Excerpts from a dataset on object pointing
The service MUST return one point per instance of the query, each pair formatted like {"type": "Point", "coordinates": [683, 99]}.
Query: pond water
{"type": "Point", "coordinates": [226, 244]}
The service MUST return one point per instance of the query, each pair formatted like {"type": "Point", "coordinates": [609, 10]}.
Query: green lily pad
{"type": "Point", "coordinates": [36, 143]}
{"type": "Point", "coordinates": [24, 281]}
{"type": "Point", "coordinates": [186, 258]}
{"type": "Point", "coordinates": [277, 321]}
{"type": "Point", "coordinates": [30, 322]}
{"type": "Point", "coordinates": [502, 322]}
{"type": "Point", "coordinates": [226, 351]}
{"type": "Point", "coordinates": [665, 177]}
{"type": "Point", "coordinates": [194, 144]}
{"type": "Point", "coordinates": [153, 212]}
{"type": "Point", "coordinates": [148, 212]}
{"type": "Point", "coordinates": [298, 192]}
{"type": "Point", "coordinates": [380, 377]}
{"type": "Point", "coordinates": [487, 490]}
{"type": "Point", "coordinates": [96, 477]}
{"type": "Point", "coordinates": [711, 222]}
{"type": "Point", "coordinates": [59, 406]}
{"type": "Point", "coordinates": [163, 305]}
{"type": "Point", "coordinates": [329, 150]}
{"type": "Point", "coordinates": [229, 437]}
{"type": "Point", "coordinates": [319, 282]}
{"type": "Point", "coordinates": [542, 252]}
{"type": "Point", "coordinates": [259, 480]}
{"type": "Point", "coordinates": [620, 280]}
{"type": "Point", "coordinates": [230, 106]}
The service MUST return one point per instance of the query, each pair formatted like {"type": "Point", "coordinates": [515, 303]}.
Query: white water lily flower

● **Task brief**:
Please return all of the lines above word for word, with every character unchanged.

● **Answer in full**:
The service MUST return one point per instance of the query, each pair formatted like {"type": "Point", "coordinates": [683, 99]}.
Query: pond water
{"type": "Point", "coordinates": [226, 244]}
The service MUST return one point per instance of the query, each pair formatted like {"type": "Point", "coordinates": [609, 10]}.
Query: green lily pad
{"type": "Point", "coordinates": [36, 143]}
{"type": "Point", "coordinates": [24, 281]}
{"type": "Point", "coordinates": [186, 258]}
{"type": "Point", "coordinates": [277, 321]}
{"type": "Point", "coordinates": [30, 322]}
{"type": "Point", "coordinates": [502, 322]}
{"type": "Point", "coordinates": [226, 351]}
{"type": "Point", "coordinates": [665, 177]}
{"type": "Point", "coordinates": [194, 144]}
{"type": "Point", "coordinates": [153, 212]}
{"type": "Point", "coordinates": [148, 212]}
{"type": "Point", "coordinates": [298, 192]}
{"type": "Point", "coordinates": [380, 377]}
{"type": "Point", "coordinates": [487, 490]}
{"type": "Point", "coordinates": [96, 477]}
{"type": "Point", "coordinates": [711, 222]}
{"type": "Point", "coordinates": [59, 406]}
{"type": "Point", "coordinates": [163, 305]}
{"type": "Point", "coordinates": [329, 150]}
{"type": "Point", "coordinates": [229, 437]}
{"type": "Point", "coordinates": [319, 282]}
{"type": "Point", "coordinates": [542, 252]}
{"type": "Point", "coordinates": [259, 480]}
{"type": "Point", "coordinates": [620, 280]}
{"type": "Point", "coordinates": [230, 106]}
The service MUST return one point per instance of the query, each pair formatted like {"type": "Point", "coordinates": [515, 303]}.
Query: white water lily flower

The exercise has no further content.